Task input:

★ ★ ★ ★ ★ ★ ★

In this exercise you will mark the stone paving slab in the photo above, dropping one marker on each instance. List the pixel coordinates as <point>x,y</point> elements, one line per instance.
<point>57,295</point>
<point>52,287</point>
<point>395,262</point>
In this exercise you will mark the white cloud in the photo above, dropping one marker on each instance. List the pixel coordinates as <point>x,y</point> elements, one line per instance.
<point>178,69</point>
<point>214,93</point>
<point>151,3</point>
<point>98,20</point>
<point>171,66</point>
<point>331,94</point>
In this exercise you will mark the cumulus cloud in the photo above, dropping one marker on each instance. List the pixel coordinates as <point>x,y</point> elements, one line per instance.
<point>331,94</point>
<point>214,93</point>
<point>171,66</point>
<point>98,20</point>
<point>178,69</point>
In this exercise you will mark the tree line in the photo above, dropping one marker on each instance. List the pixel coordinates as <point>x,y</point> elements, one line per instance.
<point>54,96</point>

★ ★ ★ ★ ★ ★ ★

Short problem: Reproduce all of the lines above verbatim and in their original order, without any alteration.

Final result:
In this exercise you will mark the stone paving slab in the photo above, dropping one marker on each instance. List the pixel coordinates as <point>x,y</point> elements, one line per instance.
<point>57,295</point>
<point>52,287</point>
<point>395,262</point>
In this exercise you will mark the white cloud in the photo above, dropping one marker on each instance. List the pixel coordinates as <point>x,y</point> elements, one line per instance.
<point>178,69</point>
<point>214,93</point>
<point>151,3</point>
<point>98,20</point>
<point>171,66</point>
<point>331,94</point>
In this exercise you will mark the cumulus cloud in the photo above, dropping one marker on each instance. List the pixel coordinates as <point>x,y</point> elements, one line per instance.
<point>331,94</point>
<point>214,93</point>
<point>171,66</point>
<point>98,20</point>
<point>178,69</point>
In this exercise you will mark the tree line in the photo above, dropping one marker on each instance. List the pixel coordinates as <point>x,y</point> elements, one line per instance.
<point>54,96</point>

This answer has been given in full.